[Required tasks]
**A)** In the SCBioCRAFT projects text, what is the overarching theme of SCBioCRAFT?
**B)** Carry on the SCBioCRAFT projects text from its final sentence.

Current Projects

The overarching theme of SCBioCRAFT is tissue regeneration through cell-biomaterial interactions using distinctive biomaterials-based approaches. Tissue regeneration involves bringing together scaffolds, cells, biological signals, and a microvascular network in three-dimensional constructs. A combination of factors working independently and in concert, such as scaffold composition, cell selection, cell-matrix interactions, and mechanical cues, determines the success of tissue regeneration; therefore, interdisciplinary research is required. Clemson University’s unique strengths in bioengineering, tissue engineering, biomaterials, and fiber and film technology are complemented by expertise in medicine and developmental biology at Medical University of South Carolina (MUSC) and University of South Carolina (USC).

Bhattacharya profileSriparna Bhattacharya
Research Assistant Professor
Email: bbhatta@clemson.edu

Ultrasound Triggered Luminescene Therapy

Light is a wonderful stimulus for controlling drug delivery or therapeutic effects as drugs can be delivered noninvasively for targeted, localized treatment. In consultation with the SCBioCRAFT team, a suitable photodynamic therapy (PDT) for treatment in deep tissue regions is being developed.

[Supplied records]
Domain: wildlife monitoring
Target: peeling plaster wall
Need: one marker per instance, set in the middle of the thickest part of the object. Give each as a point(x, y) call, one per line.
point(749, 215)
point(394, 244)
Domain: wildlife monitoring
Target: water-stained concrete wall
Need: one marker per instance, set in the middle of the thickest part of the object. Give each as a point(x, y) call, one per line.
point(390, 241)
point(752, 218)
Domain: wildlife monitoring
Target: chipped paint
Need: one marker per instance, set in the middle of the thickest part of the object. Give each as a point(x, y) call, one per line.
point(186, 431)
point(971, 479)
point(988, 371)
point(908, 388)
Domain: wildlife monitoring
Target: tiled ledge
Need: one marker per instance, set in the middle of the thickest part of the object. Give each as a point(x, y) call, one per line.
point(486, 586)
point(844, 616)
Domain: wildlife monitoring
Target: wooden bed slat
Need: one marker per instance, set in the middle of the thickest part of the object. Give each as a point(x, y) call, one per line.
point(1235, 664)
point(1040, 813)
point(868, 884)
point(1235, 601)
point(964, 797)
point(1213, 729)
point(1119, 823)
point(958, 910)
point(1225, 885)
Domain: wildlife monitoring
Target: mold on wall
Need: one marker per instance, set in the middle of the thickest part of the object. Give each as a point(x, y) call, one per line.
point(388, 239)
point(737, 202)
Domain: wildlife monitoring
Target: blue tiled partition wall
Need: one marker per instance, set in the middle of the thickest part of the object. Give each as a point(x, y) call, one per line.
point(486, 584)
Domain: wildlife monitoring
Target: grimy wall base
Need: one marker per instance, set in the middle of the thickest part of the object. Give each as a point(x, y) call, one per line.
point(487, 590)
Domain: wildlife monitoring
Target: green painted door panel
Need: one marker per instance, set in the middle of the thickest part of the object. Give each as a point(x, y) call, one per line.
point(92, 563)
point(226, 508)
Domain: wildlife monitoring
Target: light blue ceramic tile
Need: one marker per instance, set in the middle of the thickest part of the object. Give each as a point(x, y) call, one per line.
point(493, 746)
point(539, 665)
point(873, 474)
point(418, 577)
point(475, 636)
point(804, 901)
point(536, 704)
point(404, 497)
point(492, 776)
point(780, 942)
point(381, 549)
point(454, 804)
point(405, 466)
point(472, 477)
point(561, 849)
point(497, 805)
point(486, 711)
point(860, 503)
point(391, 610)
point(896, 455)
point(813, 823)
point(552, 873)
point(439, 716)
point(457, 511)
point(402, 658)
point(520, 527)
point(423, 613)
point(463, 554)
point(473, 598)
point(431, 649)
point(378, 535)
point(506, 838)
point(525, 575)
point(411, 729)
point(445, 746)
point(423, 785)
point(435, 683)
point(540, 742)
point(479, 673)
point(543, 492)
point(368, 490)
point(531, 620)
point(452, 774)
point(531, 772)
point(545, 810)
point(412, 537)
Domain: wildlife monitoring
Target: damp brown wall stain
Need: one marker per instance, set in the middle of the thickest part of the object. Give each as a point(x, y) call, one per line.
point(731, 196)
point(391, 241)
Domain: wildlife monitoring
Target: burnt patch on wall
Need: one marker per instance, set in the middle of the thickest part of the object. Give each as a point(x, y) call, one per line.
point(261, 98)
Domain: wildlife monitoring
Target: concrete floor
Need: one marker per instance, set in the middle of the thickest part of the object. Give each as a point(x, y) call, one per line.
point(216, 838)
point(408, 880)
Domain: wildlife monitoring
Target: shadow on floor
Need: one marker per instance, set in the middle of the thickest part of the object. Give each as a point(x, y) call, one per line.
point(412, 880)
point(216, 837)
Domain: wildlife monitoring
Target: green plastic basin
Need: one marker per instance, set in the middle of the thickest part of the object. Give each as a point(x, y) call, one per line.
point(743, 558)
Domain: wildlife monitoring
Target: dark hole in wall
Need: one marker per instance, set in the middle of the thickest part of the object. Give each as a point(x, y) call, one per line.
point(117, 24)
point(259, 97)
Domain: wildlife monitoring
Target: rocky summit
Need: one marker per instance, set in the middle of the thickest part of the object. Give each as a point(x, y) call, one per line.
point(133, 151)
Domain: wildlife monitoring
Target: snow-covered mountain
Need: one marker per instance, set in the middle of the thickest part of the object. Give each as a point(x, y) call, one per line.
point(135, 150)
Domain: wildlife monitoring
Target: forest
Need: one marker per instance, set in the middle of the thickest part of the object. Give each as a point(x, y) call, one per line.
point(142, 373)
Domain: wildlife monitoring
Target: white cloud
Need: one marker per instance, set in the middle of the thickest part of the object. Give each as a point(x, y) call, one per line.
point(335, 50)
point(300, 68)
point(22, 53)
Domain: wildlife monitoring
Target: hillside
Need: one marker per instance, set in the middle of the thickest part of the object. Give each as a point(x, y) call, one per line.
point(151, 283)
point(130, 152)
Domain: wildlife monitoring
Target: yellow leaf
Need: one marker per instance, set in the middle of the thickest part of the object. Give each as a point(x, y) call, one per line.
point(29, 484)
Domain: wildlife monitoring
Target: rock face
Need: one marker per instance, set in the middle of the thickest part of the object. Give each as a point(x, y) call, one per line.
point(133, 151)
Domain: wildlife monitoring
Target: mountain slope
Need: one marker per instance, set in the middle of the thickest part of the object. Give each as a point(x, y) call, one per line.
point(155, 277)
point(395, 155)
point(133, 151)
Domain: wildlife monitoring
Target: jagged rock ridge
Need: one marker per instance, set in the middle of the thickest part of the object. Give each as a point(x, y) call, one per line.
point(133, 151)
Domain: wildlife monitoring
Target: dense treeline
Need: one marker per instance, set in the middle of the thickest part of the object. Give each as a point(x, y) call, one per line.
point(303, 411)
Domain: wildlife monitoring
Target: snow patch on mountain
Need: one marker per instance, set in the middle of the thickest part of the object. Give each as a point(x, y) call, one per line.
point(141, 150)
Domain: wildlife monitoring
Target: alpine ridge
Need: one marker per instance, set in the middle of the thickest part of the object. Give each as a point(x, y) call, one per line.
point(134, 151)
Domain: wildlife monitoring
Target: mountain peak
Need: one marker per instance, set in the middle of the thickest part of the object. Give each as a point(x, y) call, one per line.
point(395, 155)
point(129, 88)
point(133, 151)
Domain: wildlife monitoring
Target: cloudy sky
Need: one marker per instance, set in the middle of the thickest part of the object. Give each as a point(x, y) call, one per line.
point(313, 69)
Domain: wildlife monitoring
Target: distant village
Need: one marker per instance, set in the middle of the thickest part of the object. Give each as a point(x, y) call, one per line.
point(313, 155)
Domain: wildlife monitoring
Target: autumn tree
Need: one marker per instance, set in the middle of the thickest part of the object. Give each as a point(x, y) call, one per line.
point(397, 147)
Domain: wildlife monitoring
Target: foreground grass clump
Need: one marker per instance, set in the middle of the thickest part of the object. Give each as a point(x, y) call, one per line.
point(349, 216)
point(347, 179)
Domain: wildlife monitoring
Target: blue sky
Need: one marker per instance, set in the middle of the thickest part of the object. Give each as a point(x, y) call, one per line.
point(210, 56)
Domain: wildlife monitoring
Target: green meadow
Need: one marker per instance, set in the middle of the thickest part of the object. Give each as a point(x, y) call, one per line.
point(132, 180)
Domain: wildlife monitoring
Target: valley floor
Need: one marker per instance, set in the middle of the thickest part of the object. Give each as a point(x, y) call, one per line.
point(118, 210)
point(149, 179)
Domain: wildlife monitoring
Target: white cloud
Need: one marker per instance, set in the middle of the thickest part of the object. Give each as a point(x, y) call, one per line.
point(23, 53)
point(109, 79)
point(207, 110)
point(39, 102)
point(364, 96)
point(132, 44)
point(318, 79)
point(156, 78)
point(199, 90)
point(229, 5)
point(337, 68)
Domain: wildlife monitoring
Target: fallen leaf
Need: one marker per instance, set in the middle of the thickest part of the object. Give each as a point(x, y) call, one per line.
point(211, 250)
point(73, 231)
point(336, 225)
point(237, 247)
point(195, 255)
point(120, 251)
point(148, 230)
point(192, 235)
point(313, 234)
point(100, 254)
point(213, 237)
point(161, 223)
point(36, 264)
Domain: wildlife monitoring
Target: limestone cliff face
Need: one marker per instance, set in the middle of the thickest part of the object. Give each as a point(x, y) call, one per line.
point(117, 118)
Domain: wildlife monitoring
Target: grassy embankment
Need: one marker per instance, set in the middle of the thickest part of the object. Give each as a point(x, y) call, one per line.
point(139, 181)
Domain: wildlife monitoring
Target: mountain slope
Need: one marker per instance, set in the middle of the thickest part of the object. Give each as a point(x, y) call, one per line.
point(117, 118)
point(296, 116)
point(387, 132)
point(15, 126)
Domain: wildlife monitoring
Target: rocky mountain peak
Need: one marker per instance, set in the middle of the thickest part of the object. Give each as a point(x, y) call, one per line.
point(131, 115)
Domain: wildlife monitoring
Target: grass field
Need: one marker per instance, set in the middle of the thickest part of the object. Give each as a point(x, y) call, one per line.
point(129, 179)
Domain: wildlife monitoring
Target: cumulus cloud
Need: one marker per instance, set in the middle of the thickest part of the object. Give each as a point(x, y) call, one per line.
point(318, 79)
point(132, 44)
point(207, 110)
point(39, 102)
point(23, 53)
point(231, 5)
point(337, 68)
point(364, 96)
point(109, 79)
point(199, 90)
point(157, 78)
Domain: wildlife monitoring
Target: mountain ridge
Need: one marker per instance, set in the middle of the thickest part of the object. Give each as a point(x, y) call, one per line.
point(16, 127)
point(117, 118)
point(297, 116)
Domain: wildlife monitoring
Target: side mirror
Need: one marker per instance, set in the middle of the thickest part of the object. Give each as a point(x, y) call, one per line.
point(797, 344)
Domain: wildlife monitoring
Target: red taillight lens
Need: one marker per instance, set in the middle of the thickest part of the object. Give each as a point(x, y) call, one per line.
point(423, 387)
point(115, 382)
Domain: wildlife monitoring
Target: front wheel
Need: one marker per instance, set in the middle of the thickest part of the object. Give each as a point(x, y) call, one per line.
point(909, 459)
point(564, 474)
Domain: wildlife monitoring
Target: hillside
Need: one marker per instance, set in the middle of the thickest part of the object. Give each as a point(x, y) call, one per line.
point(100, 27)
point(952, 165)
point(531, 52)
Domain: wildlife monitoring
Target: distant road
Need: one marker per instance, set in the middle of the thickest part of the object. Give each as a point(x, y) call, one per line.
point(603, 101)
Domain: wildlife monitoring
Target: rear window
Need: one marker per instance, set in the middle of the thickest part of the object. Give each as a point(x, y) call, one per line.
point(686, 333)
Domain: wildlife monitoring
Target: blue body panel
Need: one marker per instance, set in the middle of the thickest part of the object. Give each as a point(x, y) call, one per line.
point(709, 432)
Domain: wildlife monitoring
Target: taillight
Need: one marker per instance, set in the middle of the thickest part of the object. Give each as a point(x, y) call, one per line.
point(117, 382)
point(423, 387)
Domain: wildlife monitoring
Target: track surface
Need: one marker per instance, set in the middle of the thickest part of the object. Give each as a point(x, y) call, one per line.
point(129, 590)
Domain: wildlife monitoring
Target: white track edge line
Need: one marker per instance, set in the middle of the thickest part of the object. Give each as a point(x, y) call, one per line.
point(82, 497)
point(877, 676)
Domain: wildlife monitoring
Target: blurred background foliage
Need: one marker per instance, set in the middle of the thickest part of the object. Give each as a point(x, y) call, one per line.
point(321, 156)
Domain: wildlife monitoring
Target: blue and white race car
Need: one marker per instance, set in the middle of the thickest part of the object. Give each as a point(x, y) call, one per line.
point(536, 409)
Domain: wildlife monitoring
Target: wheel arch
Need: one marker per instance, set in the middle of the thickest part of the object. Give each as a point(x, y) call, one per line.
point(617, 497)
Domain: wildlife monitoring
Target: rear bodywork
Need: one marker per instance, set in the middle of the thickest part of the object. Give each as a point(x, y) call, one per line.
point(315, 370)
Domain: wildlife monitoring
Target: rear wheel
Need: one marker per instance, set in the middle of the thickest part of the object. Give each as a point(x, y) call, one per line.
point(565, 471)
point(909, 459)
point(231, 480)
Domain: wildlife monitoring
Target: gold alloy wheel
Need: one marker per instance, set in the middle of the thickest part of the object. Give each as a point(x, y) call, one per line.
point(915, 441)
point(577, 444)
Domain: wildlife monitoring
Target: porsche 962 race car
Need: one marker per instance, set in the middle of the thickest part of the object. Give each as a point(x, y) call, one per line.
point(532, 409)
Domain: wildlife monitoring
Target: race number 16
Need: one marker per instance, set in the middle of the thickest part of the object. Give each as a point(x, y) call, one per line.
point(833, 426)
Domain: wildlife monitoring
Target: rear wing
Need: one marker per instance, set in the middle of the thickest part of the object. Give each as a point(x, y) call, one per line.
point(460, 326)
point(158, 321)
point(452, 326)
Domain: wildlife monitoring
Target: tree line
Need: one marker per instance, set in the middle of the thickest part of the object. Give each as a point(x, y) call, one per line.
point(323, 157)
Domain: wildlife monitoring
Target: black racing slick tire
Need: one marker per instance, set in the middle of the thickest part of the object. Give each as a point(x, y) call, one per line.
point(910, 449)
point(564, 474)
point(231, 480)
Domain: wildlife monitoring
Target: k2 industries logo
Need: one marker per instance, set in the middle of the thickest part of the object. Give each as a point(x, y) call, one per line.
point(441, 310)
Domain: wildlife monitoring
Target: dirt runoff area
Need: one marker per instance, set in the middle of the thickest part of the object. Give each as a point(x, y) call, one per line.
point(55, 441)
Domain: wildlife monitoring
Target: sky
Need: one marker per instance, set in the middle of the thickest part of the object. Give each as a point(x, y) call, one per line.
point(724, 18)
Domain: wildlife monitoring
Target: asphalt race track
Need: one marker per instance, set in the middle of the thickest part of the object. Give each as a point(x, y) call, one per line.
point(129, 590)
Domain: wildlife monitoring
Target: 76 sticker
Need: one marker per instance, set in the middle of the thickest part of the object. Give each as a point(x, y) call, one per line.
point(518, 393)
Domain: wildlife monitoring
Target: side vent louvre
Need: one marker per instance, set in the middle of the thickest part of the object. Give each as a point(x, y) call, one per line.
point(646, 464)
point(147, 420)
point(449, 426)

[Responses to the exercise]
**A)** Tissue regeneration through cell-biomaterial interactions using distinctive biomaterials-based approaches.

**B)**
Alper profileJoshua Alper
Assistant Professor
Email: alper@clemson.edu

Development and Characterization of Dynein-Driven Active Networks for Tissue Engineering Scaffolds

The overarching goal of this project is to develop a tissue engineering scaffold consisting of cytoskeletal filaments and motors that can recapitulate the dynamic mechanical features of native cells and cell substrates. Ultimately, we anticipate that these innovations will help to recapitulate the features of native cell substrates, leading to better patient outcomes.

Larsen profileJessica Larsen
Assistant Professor
Email: larsenj@clemson.edu

Thermally Responsive Hydrogels for In Situ Application Post Brain Tumor Resection

The overarching goal of this project is to improve the current standard of care for brain tumors. Preventing tumor resurgence and healing the brain tissue post-surgery can be performed simultaneously using thermally responsive hydrogels.

Pilla profileSrikanth Pilla
Jenkins Endowed Assistant Professor
Email: spilla@clemson.edu

Wood-Derived Cellulose Scaffold for Tissue Engineering

In this project, we present a novel wood-sourced scaffold that is fabricated by extracting the cellulose skeleton from the wood. Our wood-sourced scaffold provides a less expensive, facile to fabricate and micropattern tunable substrate to investigate the topological effect on cell behavior.

Alexander-Bryant profileAngela Alexander-Bryant
Assistant Professor
Email: angelaa@clemson.edu

Evaluation of Drug-Loaded Peptide Hydrogels in Tissue-Engineered GBM Models

The objective is to use tissue engineering approaches to evaluate the clinical potential of a responsive biomaterial delivery system to improve the efficacy of temozolomide (TMZ), the standard chemotherapy drug used to treat patients with glioblastoma (GBM). Successful completion of the proposed work has the potential to advance therapeutic options for more effective treatment of GBM, enhancing patient outcomes, and overall survival.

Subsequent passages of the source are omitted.